> _TEXTE DU DOCUMENT_:
———

Le Brexit à nouveau reporté de trois mois


Boris Pinocchio

Les antibrexiters déchantent : les députés aux Communes ont accepté d'entamer le processus d'examen de la loi de sortie du Royaume-Uni de l'Union Européenne. Ils n'ont certes pas encore accepté cette loi, ni l'accord avec l'Union Européenne, mais ils ont en quelque sorte ratifié le Brexit, ce qu'ils n'avaient encore jamais fait. Cependant, le Brexit ne se fera pas à la date prévue (laquelle a déjà été repoussée deux fois). Johnson ne cessait de proclamer que "le Royaume-Uni sortira de l'Union européenne au 31 octobre, coûte que coûte" ? Il n'en sortira (peut-être) que le 31 janvier. Et pas "coûte que coûte" : avec un accord.  Boris Johnson avait assuré qu'il préférait "crever dans un fossé" plutôt que de demander un nouveau report de la date du Brexit au-delà du 31 octobre ? Il a demandé ce report, l'a obtenu au 31 janvier 2020 et ne "crèvera" pas dans un fossé : il a beau mentir comme un arracheur de dents, il tient le couteau par le manche et est plutôt bien parti pour rester vivant et Premier ministre. On n'est pas dans Shakeapeare, on est dans Collodi, avec Boris Johnson dans le rôle de Pinocchio. Mais qui dans celui de Jiminy Cricket ?

———

> _EXTRAITS DES DONNÉES_:
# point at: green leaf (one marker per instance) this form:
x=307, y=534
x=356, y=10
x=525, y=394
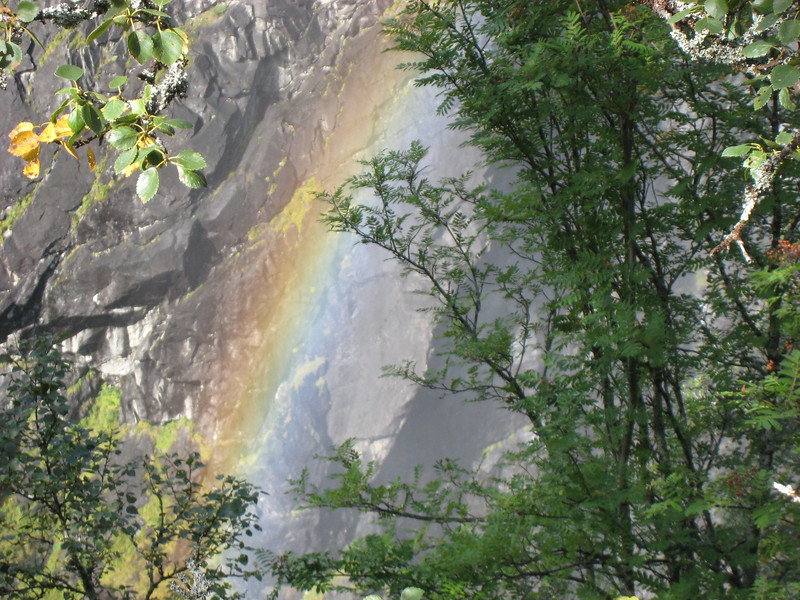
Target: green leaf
x=125, y=159
x=756, y=49
x=709, y=23
x=75, y=121
x=716, y=8
x=93, y=119
x=785, y=98
x=140, y=45
x=147, y=184
x=70, y=72
x=137, y=107
x=27, y=11
x=10, y=53
x=166, y=129
x=778, y=6
x=114, y=109
x=789, y=31
x=762, y=97
x=192, y=179
x=741, y=150
x=122, y=138
x=118, y=82
x=784, y=76
x=411, y=593
x=151, y=155
x=98, y=31
x=55, y=114
x=155, y=13
x=191, y=160
x=168, y=46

———

> _CONSIGNE_:
Prolongez le texte sur le nouveau report du Brexit en reprenant juste après sa dernière phrase.

> _RÉPONSE ATTENDUE_:
Le Brexit : un  étouffoir du débat politique

Boris Johnson a obtenu des élections législatives le 12 décembre et, après que les Communes les lui aient dans un premier temps refusées, il a déposé un projet de loi pour les obtenir quand mnême, et le proijetr a été accepté par l'opposition. Le leader travailliste Jeremy Corbyn a toujours assuré qu'il voulait des élections anticipées, mais y a toujours mis une conditions : qu'un accord de sortie soit trouvé avec l'Union Européenne, et que cet accord ne péjore pas les droits des travailleurs britanniques. Pour les anti-brexiters, qui considèrent que lors du référendum la sortie de l'Europe n'a été acceptée que parce qu'une bonne partie des votants ne mesuraient pas les conséquences de leur vote, un deuxième référendum aurait du permettre de rectifier le premier -cette perspective, désormais, s'éloigne considérablement. Et le seul espoir des opposants au Brexit réside dans une victoire de l'opposition à des législatives anticipées. Un espoir fragile : Boris Johnson, et derrière lui les conservateurs, ont actuellement dix points d'avance sur les travaillistes dans les sondages. Ils n'obtiennent certes qu'un tiers des intentions de vote, mais dans le système électoral britannique (la majoritaire à un tour), c'est suffisant pour obtenir une majorité des sièges, à moins que l'opposition travailliste, l'opposition libérale, les Verts et les oppositions nationalistes écossaise, nord-irlandaise et galloise fassent bloc. Et elle en sont incapables.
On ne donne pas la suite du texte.